DATA ENTRIES =>
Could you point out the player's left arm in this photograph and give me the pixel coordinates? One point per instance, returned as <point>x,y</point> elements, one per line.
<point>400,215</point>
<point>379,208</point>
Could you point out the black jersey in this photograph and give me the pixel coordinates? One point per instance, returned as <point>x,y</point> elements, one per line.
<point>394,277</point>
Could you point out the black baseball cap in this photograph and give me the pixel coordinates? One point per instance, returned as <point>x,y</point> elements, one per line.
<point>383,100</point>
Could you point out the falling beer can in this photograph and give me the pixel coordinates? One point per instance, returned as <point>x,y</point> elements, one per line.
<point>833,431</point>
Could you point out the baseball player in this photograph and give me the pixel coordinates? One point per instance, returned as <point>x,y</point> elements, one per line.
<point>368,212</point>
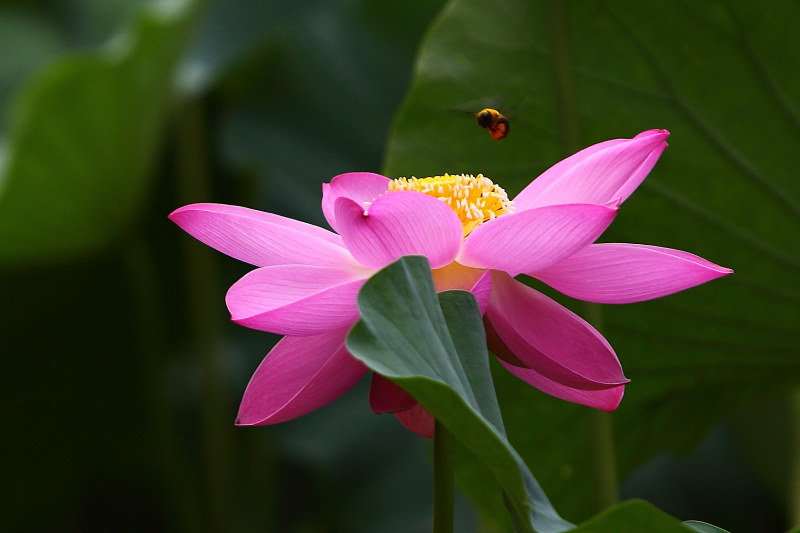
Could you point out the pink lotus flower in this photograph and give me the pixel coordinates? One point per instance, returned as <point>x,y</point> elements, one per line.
<point>475,239</point>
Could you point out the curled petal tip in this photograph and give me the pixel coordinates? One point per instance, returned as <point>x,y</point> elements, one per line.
<point>648,133</point>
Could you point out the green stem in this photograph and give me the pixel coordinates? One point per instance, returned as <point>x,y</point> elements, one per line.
<point>443,487</point>
<point>601,427</point>
<point>204,301</point>
<point>140,265</point>
<point>794,480</point>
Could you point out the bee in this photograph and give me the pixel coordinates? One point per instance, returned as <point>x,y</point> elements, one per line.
<point>494,122</point>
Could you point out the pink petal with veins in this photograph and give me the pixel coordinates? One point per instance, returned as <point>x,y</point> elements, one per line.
<point>606,399</point>
<point>535,239</point>
<point>360,187</point>
<point>627,273</point>
<point>299,375</point>
<point>603,173</point>
<point>419,420</point>
<point>396,224</point>
<point>550,339</point>
<point>259,238</point>
<point>295,299</point>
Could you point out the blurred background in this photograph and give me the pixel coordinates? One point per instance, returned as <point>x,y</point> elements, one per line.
<point>122,371</point>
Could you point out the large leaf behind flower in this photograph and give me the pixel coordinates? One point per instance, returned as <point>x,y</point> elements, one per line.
<point>83,138</point>
<point>721,77</point>
<point>439,355</point>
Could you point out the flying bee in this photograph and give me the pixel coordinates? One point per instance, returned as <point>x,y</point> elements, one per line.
<point>489,118</point>
<point>494,122</point>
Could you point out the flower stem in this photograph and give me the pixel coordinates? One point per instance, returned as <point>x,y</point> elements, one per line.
<point>601,434</point>
<point>794,479</point>
<point>193,184</point>
<point>600,424</point>
<point>443,487</point>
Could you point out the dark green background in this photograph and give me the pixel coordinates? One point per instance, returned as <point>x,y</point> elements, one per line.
<point>113,114</point>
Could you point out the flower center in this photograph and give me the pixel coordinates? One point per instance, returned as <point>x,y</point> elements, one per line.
<point>475,199</point>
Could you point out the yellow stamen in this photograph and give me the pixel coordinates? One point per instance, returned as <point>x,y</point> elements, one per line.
<point>475,199</point>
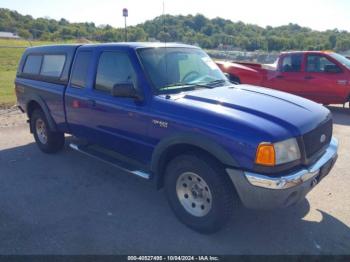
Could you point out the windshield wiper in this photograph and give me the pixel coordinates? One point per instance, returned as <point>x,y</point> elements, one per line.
<point>181,85</point>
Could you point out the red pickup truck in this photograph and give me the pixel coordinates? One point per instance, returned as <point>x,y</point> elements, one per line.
<point>320,76</point>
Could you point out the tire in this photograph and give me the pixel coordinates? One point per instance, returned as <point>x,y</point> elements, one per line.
<point>212,207</point>
<point>47,140</point>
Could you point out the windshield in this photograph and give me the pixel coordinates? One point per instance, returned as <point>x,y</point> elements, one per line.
<point>341,59</point>
<point>174,70</point>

EXERCISE REQUIREMENTS =>
Lay out the entries as a Markdown table, from the line containing "Could you point out the red" through the end of the entries. Use the columns Row and Content, with one row per line and blank lines omitted.

IN RESPONSE =>
| Row | Content |
|---|---|
| 1 | Could you point out the red pickup truck in this photograph and give me the pixel coordinates? One point per instance, returned as <point>x,y</point> elements, one per line. |
| 2 | <point>320,76</point> |
| 3 | Could you point out the tire in this photograph and give me the pixel coordinates? One point per instance, returned as <point>x,y</point> elements, one per line. |
| 4 | <point>212,207</point> |
| 5 | <point>47,140</point> |
| 6 | Could you point out the windshield in this photograph and give me the pixel coordinates? One point per instance, returned as <point>x,y</point> elements, one per line. |
| 7 | <point>341,59</point> |
| 8 | <point>174,70</point> |